• Provided information:
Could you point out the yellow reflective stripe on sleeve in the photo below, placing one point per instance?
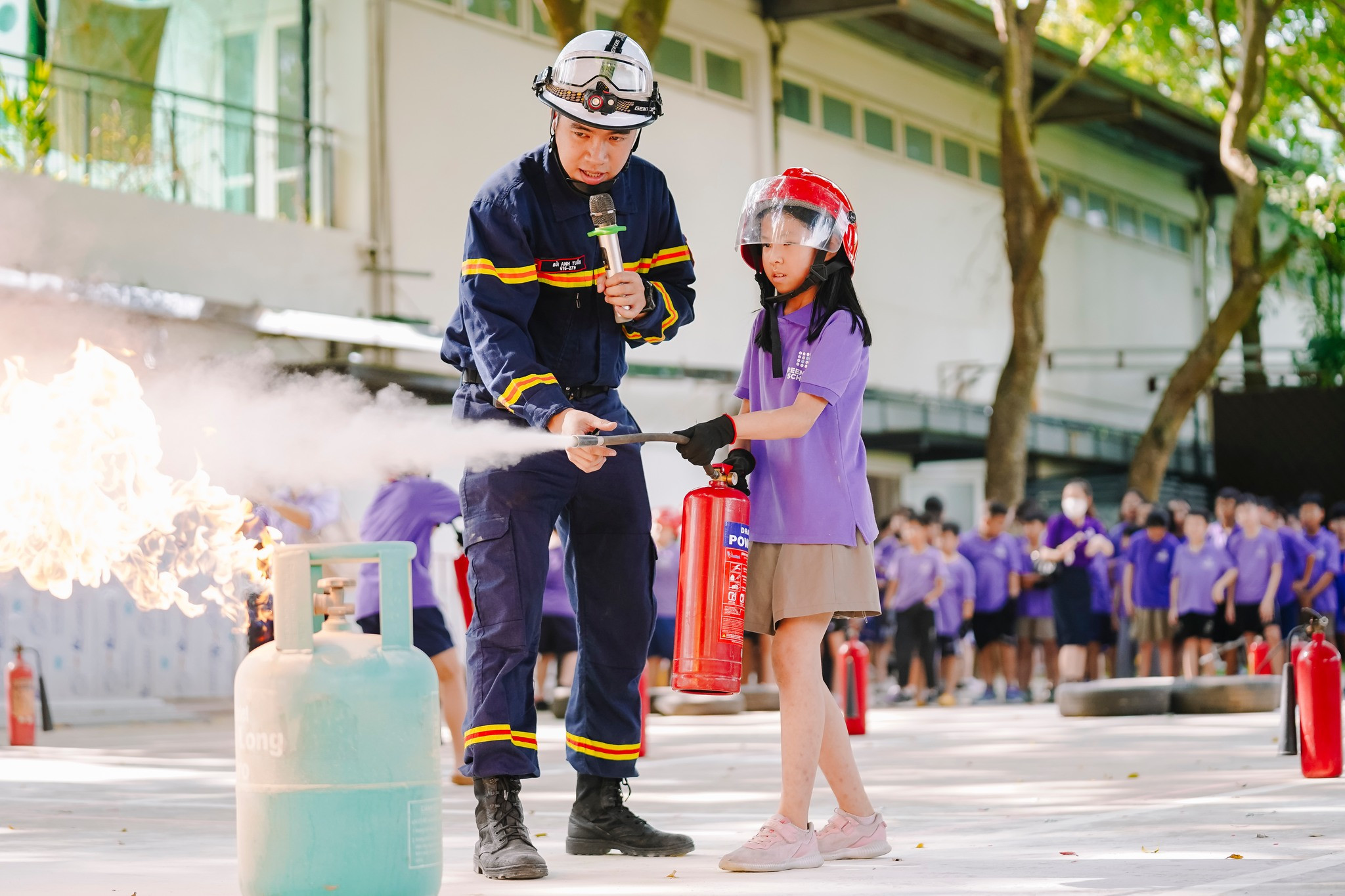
(517, 387)
(525, 274)
(602, 750)
(667, 319)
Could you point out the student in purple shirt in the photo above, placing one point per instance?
(1259, 558)
(957, 605)
(1074, 538)
(407, 509)
(1319, 590)
(997, 559)
(1147, 593)
(1200, 580)
(916, 581)
(1036, 618)
(813, 523)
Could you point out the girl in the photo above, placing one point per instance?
(813, 524)
(1074, 538)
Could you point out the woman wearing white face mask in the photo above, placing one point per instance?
(1072, 539)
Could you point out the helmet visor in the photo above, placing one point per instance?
(625, 75)
(791, 211)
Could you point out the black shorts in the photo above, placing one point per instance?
(998, 625)
(560, 636)
(1196, 625)
(665, 630)
(1105, 633)
(430, 633)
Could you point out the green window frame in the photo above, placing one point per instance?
(837, 116)
(879, 131)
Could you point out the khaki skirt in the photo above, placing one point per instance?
(787, 581)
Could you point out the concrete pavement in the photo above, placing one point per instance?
(979, 800)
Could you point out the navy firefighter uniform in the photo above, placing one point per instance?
(533, 337)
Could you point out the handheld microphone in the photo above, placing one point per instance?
(603, 211)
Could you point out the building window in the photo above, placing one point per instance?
(957, 158)
(1072, 198)
(1178, 237)
(498, 10)
(989, 168)
(1099, 210)
(837, 116)
(1128, 221)
(797, 101)
(722, 74)
(673, 58)
(919, 144)
(877, 131)
(1153, 228)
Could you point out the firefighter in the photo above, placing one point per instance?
(540, 337)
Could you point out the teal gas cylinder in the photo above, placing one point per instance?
(337, 739)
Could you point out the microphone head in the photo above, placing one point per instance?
(603, 210)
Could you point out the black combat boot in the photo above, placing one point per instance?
(600, 822)
(503, 849)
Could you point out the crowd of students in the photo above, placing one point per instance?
(1164, 590)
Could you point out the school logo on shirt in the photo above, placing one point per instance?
(801, 363)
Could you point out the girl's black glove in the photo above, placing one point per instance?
(707, 438)
(743, 463)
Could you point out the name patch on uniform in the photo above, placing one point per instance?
(736, 536)
(560, 265)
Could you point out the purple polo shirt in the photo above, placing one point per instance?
(993, 559)
(1327, 558)
(405, 509)
(1060, 528)
(1196, 574)
(1153, 565)
(883, 554)
(1297, 550)
(1033, 603)
(556, 598)
(665, 578)
(811, 489)
(915, 575)
(1254, 559)
(959, 585)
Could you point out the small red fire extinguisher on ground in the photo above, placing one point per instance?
(1317, 676)
(853, 684)
(23, 700)
(712, 587)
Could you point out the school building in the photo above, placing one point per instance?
(298, 172)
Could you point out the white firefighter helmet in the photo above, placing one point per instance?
(602, 78)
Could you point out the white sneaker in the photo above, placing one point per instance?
(780, 845)
(849, 836)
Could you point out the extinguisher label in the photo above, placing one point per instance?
(736, 539)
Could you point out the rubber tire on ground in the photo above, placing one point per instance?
(698, 704)
(1115, 698)
(1232, 694)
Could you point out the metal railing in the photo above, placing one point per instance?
(127, 136)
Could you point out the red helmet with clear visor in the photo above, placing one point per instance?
(797, 207)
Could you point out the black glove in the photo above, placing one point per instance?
(707, 438)
(743, 463)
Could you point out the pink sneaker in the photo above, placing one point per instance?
(778, 847)
(853, 837)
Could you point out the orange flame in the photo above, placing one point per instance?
(82, 499)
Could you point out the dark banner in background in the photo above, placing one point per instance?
(1281, 442)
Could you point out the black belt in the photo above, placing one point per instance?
(573, 393)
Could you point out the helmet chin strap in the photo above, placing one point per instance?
(579, 186)
(774, 303)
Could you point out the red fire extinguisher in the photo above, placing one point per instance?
(853, 684)
(1317, 675)
(1256, 658)
(712, 587)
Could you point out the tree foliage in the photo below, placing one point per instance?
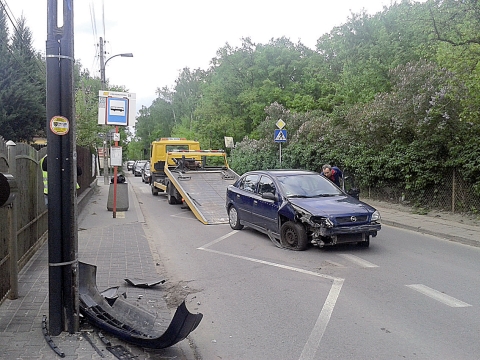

• Exercise instructions:
A word-for-word copy of the listing is the goal; keep every picture out of it.

• Output:
Could you point out the yellow reflective stripe on sleeve in the photo below, placing one point per instance?
(517, 387)
(525, 274)
(602, 750)
(667, 319)
Could you point out the student in purple shirt in the photo above, placing one point per instance?
(1259, 558)
(957, 605)
(1074, 538)
(407, 509)
(1319, 590)
(997, 559)
(1147, 593)
(1200, 580)
(916, 581)
(1036, 618)
(813, 523)
Could you point out the girl in the photo above, placing one point per instance?
(813, 524)
(1074, 538)
Could you point out the woman wearing white face mask in the photo above, placing one point per instance?
(1072, 539)
Could you point out the helmet visor in the photo above, placing one point per instance?
(625, 75)
(791, 211)
Could you point out the black shorts in the photo above, placing one point per instance?
(998, 625)
(560, 636)
(1196, 625)
(665, 630)
(1105, 633)
(430, 633)
Could you point out the green window frame in the photo above, placing one point per instance?
(837, 116)
(879, 131)
Could you point out the khaki skirt in the photo above, placing one point per instance?
(787, 581)
Could you point out the concrete pavement in the photo above, placing one point per instance?
(979, 800)
Could you point out the navy firefighter uniform in the photo above, placing one point per instance?
(533, 337)
Could you point out the handheld microphone in the photo above, placing one point per instance?
(603, 211)
Could you point out the building window in the photo above, placing one point per instance?
(957, 158)
(1072, 198)
(1178, 237)
(498, 10)
(989, 168)
(1099, 210)
(837, 116)
(1128, 221)
(797, 101)
(722, 74)
(673, 58)
(919, 144)
(877, 131)
(1153, 228)
Could you point out the firefighter in the photo above, placing one point per instance?
(540, 337)
Could you point out the teal gas cylinder in the photo above, placing one point per instance?
(337, 739)
Could you point out the microphone head in the photo above, placing one point per instance?
(603, 210)
Could you point out the black combat boot in the photo above, placing one point per instance?
(600, 822)
(503, 849)
Could you point out the crowd of students in the photo above, placing one point per instance?
(1164, 590)
Could you point out the school logo on shirt in the photo above, placing one point per instance?
(801, 363)
Could you point out the girl's black glove in the photo above, placing one point per instance?
(707, 438)
(743, 463)
Could you point out the name patch on uniform in the photo above, placing one point per instance?
(736, 536)
(560, 265)
Could you point out the purple polo shirt in the photo above, placing one point per instance?
(993, 559)
(1327, 558)
(405, 509)
(1060, 528)
(1196, 574)
(1153, 565)
(883, 554)
(1297, 550)
(1033, 603)
(556, 598)
(665, 578)
(811, 489)
(915, 575)
(1254, 559)
(959, 585)
Could you point out the small red fire extinguisher on ground in the photo above, placing one point per instance?
(1317, 676)
(853, 684)
(23, 700)
(712, 587)
Could you point out the school building in the photo above, placing one point per instance?
(298, 172)
Could you point out the white firefighter helmet in the photo above, placing one point per instance?
(602, 78)
Could you point out the white sneaker in the photo above, placing one point per instance?
(780, 845)
(849, 836)
Could you point out the extinguisher label in the photo above, placing one point per instance?
(736, 539)
Could you point out the rubber tire on ground in the photo above, placing one point per instance?
(698, 704)
(1115, 698)
(1232, 694)
Could you point out the metal railing in the photo above, placing one point per instance?
(127, 136)
Could you point out the red helmet with clear visor in the photo above, placing one point per instance?
(797, 207)
Could you point out the black glove in the photo above, placing one point per instance?
(707, 438)
(743, 463)
Could you point out the pink sneaker in the photo above, placing one point per instance?
(778, 847)
(853, 837)
Could you point out the orange flame in the photo above, placing one point per instance?
(82, 499)
Could you point out the dark banner in background in the photo above, placing one point per instance?
(1281, 442)
Could you point out the black belt in the photo above, placing one point per instance?
(573, 393)
Could you point out the helmet chin strap in the photo above, placing one point per instance?
(579, 186)
(774, 303)
Could you point out the red fire extinguisher in the photo above, placing one point per instance?
(853, 684)
(1317, 675)
(1256, 658)
(712, 587)
Could you point out the tree foliage in the photo below, placing one point per instance?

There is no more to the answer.